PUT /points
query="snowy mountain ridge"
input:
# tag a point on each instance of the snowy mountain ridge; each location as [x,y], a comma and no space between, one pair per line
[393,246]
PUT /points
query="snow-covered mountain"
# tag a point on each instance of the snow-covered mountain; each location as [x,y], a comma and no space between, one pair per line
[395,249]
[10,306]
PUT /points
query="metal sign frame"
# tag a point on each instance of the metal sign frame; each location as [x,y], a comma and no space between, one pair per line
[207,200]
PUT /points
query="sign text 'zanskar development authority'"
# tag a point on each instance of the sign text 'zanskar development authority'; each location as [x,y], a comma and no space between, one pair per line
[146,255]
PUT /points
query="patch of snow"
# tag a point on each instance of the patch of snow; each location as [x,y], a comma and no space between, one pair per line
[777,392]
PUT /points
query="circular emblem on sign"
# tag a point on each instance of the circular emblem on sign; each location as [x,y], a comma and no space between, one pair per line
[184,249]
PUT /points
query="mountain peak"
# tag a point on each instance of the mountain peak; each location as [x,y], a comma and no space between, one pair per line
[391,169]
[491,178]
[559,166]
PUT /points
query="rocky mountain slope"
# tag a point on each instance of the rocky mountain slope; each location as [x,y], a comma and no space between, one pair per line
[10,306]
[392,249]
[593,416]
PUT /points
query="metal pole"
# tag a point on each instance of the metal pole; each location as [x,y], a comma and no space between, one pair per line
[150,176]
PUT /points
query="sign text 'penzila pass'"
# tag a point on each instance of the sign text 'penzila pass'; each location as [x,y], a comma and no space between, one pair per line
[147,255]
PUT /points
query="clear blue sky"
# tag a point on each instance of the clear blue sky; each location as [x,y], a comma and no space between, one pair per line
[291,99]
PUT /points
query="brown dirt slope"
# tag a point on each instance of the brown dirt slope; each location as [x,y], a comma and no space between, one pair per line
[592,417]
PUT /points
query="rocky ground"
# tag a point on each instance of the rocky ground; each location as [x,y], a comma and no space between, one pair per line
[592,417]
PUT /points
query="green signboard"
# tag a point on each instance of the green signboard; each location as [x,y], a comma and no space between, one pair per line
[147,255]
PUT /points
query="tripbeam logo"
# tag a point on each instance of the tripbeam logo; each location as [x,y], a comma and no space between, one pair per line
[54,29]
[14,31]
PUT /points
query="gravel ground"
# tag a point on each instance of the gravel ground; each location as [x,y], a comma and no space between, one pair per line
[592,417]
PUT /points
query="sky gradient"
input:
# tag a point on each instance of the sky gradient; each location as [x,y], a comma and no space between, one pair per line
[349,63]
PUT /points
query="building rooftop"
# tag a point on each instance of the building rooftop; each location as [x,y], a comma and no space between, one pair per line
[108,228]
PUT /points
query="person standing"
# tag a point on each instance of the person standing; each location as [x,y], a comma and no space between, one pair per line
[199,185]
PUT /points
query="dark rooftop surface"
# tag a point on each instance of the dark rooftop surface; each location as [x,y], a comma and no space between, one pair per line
● ● ● ● ● ● ●
Reproduce the listing in full. Change nothing.

## ANSWER BOX:
PUT /points
query="snowy mountain ridge"
input:
# tag a point on each instance of the snowy mountain ridge; each location as [x,y], a comma and no space between, one pair per line
[393,246]
PUT /points
query="snow-covered mountain"
# tag a point on each instance of the snow-covered mountain; each location as [x,y], a comma and no space between, one pair per line
[395,249]
[10,306]
PUT /points
query="metal sign frame"
# tag a point on each instance of the metal sign frame; each location as [x,y], a comma and no space between, one pair per line
[207,200]
PUT /points
query="sign text 'zanskar development authority'"
# tag a point on each instance of the sign text 'zanskar development authority'; each location as [x,y], a comma and no space between, one pair per line
[146,255]
PUT /points
query="patch of snow"
# tag a point on each instance of the patch of snow; each location as [x,y], a comma and no space between, one pair per line
[777,392]
PUT /points
query="circular emblem on sign"
# tag a point on each instance of the circular emblem on sign; each location as [x,y], a comma and no space between, one pair per line
[184,249]
PUT /points
query="mountain peak"
# tag a point on each instance of the mountain peak; each location as [x,y], a comma and no space between, one pair per line
[391,169]
[491,178]
[559,166]
PUT /points
query="rocky mountain slope"
# tag a point on each instance of the rocky mountain slope; each location as [x,y], a comma and no space between, one pair per line
[10,306]
[392,249]
[593,416]
PUT /points
query="metal pole"
# tag a point on each instance of the metal pole; each location as [x,y], a comma and no space between, one pair per line
[150,176]
PUT /points
query="sign text 'penzila pass'"
# tag a point on each instance of the sign text 'penzila pass'; each location as [x,y], a comma and no space between, one pair per line
[147,255]
PUT /points
query="clear blue sky"
# tag a point on each instance of the clear blue sky; each location as [x,y], a comma and no space between, one pair per line
[291,99]
PUT /points
query="brown dirt slope"
# tag a point on each instance of the brown dirt slope; each location as [x,y], a comma and no space between, one pair per line
[592,417]
PUT /points
query="rocky ground"
# tag a point on each instance of the rocky ground; each location as [x,y], a comma and no space between, one pair per line
[592,417]
PUT /points
query="green signboard"
# tag a point on each instance of the green signboard; each location as [x,y], a comma and no space between, one pair per line
[147,255]
PUT /points
query="tripbeam logo"
# tag a point on each instance of the tripbeam logo; each location as [x,y], a comma and no space between, one pair per line
[54,29]
[14,31]
PUT /points
query="gravel ground"
# tag a point on each instance of the gravel ground; each location as [x,y], a comma and no space between, one pair per line
[592,417]
PUT /points
query="sky gradient"
input:
# tag a point on each instance of the sky gradient; each location as [x,y], a comma and no space between, one pair per line
[349,63]
PUT /points
query="building rooftop"
# tag a point on each instance of the building rooftop; each location as [x,y], a comma and no space between, one pair per line
[108,228]
PUT /points
query="person standing"
# tag a point on each instance of the person standing; each location as [x,y], a comma and no space between, one pair per line
[199,185]
PUT /points
query="dark rooftop surface"
# tag a point on each instance of the dark rooftop surface; each location as [x,y], a comma and no space between, one pair per line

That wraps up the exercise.